- [PETIKAN BACAAN]
"""
Terkadang kita tidak menyadari, bahwa adanya sebuah kebijakan akan memengaruhi di dua sisi, yaitu dampak baik dan dampak buruk. Seperti halnya dengan kebijakan kenaikan harga rokok yang *isunya akan diberlakukan oleh pemerintah.
Kita lihat dari KOMPAS.com — // Ketua DPR Ade Komarudin setuju dengan wacana kenaikan harga rokok yang rencananya akan naik hingga Rp 50.000 per bungkus.
Menurut Ade, wacana tersebut sekaligus dapat mengurangi kebiasaan masyarakat agar tidak lagi merokok. Rokok, kata Ade, merupakan musuh bangsa yang sudah disadari semua orang. //
Harga rokok diwacanakan naik menjadi sekitar Rp. 50.000 / bungkus. Lantas, apakah sudah memperhatikan skala perbandingan antara dampak baik dengan dampak buruknya?
Disini saya hanya akan mengkaji secara sempit tentang dampak buruk kenaikan harga rokok. Berikut adalah asumsi dan kemungkinan - kemungkinan dampak buruk yang akan ditimbulkan dengan kenaikan tajam harga rokok menurut pendapat saya.
"""
- [ISI KUMPULAN DATA]
"""
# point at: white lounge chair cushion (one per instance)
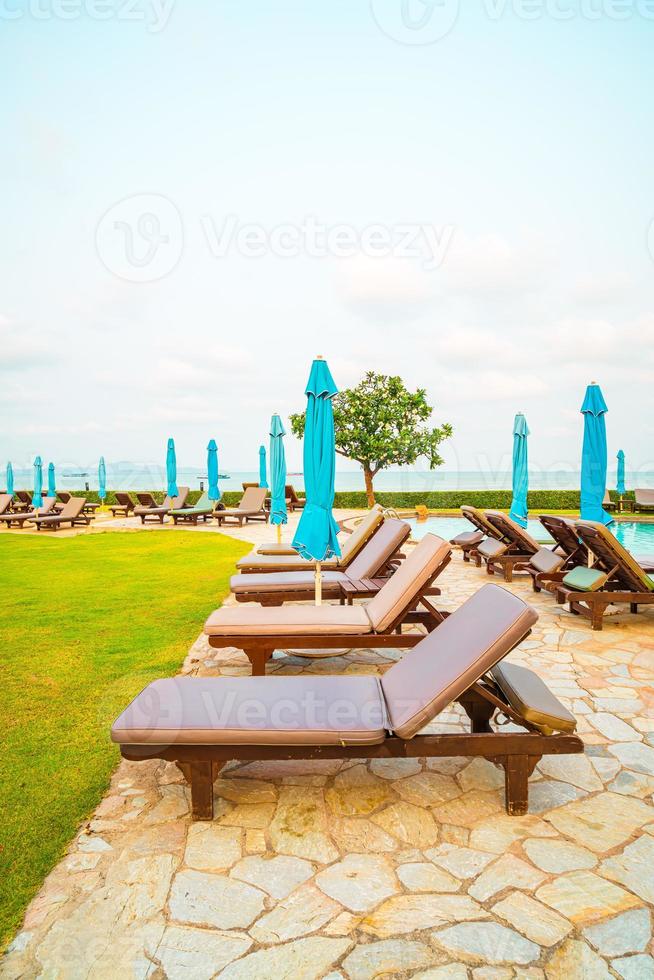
"""
- [PETUNJUK DAN KETENTUAN]
Dalam teks tentang kenaikan harga rokok, apa alasan Ade Komarudin menyetujui wacana kenaikan harga tersebut? Jelaskan dalam satu sampai tiga kalimat. Materi ini diambil dari sumber yang berbeda.

- [JAWABAN TERTULIS]
Ade Komarudin setuju karena menurutnya kenaikan harga rokok hingga Rp 50.000 per bungkus sekaligus dapat mengurangi kebiasaan merokok masyarakat. Ia juga menyebut rokok sebagai musuh bangsa yang sudah disadari semua orang.